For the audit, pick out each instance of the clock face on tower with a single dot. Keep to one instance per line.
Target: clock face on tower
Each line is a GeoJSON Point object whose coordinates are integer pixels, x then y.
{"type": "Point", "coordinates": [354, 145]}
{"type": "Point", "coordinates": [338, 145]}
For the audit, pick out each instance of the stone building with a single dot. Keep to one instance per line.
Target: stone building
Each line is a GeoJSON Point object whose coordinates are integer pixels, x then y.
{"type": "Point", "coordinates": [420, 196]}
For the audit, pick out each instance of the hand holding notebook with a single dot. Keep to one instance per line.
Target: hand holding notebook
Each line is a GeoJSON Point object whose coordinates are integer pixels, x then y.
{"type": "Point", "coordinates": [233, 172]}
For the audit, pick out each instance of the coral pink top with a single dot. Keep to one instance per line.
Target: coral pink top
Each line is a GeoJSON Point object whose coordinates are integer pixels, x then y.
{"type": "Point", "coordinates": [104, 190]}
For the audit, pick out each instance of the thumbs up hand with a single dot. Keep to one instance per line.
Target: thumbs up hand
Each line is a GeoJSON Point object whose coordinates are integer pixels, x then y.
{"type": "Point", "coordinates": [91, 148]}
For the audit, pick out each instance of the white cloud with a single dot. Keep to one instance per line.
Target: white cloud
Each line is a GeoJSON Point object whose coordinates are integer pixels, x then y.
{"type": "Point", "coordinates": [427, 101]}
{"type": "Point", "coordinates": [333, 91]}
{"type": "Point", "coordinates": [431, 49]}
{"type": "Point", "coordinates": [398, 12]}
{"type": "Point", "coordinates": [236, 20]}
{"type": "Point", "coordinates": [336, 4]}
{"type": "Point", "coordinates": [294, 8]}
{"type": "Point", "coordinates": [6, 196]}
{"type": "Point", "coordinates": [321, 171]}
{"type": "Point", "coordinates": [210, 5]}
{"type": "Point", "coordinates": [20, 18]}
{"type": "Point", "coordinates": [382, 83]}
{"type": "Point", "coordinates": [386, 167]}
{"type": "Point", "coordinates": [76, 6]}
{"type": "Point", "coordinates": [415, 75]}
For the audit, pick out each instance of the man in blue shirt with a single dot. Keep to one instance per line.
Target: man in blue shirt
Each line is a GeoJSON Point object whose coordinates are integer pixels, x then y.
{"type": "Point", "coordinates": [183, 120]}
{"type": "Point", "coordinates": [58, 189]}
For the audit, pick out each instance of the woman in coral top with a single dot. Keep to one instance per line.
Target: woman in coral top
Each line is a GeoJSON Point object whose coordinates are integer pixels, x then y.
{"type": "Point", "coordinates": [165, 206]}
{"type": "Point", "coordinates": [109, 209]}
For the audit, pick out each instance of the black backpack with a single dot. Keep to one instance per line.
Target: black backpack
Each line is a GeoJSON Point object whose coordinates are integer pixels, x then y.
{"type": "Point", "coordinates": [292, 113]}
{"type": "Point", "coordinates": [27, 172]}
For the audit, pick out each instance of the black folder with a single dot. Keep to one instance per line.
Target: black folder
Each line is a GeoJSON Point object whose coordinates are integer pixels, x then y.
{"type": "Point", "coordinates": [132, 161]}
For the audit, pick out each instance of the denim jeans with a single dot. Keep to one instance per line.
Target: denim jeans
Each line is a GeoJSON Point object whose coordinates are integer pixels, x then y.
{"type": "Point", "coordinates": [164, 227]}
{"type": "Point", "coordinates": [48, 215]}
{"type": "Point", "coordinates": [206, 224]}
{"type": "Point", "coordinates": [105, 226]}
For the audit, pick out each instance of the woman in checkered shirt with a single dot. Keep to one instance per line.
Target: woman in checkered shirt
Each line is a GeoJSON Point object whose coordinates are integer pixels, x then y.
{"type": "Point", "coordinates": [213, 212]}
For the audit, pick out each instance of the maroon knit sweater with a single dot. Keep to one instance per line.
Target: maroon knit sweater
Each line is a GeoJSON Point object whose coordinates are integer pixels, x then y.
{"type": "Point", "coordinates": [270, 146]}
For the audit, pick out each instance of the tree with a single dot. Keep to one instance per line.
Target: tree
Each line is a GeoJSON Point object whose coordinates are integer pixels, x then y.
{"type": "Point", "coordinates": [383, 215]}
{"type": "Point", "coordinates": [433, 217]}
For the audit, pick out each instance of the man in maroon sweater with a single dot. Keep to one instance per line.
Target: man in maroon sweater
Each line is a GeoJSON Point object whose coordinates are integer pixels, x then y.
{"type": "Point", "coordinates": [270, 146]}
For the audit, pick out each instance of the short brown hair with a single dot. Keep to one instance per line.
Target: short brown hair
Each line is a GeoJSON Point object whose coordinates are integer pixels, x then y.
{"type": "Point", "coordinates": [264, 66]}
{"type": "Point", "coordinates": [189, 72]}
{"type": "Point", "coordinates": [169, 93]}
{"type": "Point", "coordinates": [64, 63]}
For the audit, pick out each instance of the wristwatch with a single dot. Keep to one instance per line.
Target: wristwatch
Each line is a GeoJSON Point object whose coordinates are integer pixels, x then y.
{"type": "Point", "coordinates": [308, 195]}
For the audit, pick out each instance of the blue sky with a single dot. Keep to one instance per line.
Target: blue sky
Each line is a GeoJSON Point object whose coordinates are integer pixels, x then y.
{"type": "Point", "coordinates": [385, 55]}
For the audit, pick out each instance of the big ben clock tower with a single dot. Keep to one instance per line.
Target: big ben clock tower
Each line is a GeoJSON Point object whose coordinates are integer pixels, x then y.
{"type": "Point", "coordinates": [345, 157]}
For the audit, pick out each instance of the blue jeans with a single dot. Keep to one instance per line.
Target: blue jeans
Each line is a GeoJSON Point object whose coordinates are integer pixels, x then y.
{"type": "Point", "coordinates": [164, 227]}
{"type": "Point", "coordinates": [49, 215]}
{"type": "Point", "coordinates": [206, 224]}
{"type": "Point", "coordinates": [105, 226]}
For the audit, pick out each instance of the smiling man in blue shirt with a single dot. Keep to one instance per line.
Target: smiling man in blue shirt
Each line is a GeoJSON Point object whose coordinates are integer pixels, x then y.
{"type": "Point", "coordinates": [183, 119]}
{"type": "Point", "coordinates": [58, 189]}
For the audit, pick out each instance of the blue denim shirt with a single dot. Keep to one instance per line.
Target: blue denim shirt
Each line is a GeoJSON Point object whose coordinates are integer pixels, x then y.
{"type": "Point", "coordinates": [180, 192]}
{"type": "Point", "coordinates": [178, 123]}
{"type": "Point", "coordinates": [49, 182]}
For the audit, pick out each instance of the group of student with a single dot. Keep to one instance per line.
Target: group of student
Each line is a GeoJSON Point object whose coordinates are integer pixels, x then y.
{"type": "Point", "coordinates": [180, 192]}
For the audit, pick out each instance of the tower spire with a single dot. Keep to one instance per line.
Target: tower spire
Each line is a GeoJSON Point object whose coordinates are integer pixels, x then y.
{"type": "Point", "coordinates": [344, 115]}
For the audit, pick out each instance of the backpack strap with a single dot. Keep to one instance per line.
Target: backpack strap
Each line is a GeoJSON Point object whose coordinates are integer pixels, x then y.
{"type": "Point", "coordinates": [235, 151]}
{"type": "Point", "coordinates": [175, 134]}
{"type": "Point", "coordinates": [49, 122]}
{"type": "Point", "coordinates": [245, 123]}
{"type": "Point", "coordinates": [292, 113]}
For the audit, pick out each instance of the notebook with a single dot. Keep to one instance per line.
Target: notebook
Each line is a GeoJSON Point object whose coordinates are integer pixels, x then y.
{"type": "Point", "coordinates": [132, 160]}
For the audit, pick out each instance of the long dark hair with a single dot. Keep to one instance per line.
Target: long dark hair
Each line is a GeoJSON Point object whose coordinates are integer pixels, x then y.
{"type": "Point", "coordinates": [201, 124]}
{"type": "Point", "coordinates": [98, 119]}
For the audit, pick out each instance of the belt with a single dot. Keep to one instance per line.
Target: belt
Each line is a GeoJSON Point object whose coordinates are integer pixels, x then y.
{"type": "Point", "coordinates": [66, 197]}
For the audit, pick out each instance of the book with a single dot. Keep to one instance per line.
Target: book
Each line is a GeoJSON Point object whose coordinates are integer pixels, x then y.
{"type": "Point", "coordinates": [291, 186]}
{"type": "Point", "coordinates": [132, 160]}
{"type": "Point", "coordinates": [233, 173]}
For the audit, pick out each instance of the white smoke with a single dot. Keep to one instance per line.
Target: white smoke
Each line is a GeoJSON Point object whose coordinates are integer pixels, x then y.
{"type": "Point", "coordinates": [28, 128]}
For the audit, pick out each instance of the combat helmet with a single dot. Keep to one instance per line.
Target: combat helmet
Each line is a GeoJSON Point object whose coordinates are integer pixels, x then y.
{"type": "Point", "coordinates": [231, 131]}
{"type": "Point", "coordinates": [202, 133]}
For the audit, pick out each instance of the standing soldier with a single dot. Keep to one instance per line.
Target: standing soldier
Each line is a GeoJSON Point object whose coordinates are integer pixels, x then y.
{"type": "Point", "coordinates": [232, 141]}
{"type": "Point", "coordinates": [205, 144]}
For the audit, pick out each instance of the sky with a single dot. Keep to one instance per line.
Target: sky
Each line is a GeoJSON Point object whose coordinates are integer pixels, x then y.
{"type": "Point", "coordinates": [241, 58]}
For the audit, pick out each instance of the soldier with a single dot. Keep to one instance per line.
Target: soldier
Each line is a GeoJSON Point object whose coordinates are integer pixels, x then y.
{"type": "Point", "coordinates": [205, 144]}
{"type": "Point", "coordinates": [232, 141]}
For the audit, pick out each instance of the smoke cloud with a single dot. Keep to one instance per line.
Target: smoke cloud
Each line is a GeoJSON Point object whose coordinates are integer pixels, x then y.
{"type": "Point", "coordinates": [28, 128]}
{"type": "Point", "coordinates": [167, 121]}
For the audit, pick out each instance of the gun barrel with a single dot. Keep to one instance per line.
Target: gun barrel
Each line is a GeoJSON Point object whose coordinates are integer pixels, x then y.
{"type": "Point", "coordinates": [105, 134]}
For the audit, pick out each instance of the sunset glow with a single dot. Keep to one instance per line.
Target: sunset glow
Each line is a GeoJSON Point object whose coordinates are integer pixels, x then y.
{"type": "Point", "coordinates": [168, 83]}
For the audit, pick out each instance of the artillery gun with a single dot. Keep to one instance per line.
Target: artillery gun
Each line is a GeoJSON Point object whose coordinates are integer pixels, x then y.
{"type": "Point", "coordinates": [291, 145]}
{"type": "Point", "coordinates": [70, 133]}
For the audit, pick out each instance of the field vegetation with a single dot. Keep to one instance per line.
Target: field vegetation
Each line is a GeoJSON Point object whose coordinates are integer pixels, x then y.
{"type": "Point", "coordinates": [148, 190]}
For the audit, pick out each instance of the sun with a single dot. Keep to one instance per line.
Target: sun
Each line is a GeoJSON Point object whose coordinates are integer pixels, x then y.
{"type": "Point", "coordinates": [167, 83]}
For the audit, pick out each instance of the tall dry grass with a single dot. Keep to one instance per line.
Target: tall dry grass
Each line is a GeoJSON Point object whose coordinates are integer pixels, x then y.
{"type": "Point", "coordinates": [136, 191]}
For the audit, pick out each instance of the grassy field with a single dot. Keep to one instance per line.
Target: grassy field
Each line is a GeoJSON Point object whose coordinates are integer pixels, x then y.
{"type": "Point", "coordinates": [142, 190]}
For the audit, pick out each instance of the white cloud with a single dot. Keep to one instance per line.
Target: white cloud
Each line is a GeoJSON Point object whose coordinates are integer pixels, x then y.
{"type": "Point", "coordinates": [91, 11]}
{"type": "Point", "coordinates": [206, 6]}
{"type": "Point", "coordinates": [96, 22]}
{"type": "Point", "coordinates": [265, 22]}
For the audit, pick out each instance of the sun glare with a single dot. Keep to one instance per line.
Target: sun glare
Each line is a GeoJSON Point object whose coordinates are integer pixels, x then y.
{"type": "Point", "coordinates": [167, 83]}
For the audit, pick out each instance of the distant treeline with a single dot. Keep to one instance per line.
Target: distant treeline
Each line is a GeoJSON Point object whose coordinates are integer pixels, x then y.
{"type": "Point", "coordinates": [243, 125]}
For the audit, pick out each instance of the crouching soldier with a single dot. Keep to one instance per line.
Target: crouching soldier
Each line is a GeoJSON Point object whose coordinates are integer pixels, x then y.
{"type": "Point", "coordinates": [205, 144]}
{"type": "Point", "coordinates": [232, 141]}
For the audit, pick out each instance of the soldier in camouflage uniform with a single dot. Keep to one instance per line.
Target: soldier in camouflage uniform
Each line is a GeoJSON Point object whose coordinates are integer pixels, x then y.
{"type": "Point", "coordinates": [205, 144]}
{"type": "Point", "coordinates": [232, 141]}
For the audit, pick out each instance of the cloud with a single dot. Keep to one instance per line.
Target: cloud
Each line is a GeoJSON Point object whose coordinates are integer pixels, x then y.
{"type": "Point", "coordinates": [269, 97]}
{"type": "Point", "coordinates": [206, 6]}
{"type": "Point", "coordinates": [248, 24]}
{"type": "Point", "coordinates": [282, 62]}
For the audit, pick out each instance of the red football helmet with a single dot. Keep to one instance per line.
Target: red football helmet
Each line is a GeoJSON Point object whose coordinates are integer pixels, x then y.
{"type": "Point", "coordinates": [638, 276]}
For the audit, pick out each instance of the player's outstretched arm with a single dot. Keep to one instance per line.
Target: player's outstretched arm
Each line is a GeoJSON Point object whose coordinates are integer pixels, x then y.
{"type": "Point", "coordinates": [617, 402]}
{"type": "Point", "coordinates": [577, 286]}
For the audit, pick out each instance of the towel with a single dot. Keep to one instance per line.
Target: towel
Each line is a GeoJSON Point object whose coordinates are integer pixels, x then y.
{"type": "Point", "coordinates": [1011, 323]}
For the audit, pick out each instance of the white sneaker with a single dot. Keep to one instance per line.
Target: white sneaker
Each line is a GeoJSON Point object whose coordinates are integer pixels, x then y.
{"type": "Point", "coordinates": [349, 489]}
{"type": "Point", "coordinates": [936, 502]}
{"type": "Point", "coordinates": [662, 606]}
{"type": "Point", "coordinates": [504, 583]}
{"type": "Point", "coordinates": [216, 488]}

WORK INSTRUCTIONS
Search the entries for the string "player" and collect each line that has it.

SOLVED EXERCISE
For the audit, pick out each instance of the player's outstretched arm with a single dot. Keep to one instance per line.
Target: player's outstretched arm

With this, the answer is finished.